■ **TASK GOAL**: For the records below, tally the lines that contain "target" and give only that number.

[Spatial localization data]

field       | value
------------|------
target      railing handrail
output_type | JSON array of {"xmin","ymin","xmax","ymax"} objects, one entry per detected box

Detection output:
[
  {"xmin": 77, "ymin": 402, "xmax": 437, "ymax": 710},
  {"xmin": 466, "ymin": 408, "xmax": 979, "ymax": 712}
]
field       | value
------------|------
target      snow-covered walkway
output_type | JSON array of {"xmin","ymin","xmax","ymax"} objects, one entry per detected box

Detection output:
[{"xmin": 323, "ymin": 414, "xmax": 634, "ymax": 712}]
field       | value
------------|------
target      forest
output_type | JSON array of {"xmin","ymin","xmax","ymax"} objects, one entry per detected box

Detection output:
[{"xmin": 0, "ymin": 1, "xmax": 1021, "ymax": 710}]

■ **EXPECTED OUTPUT**: 3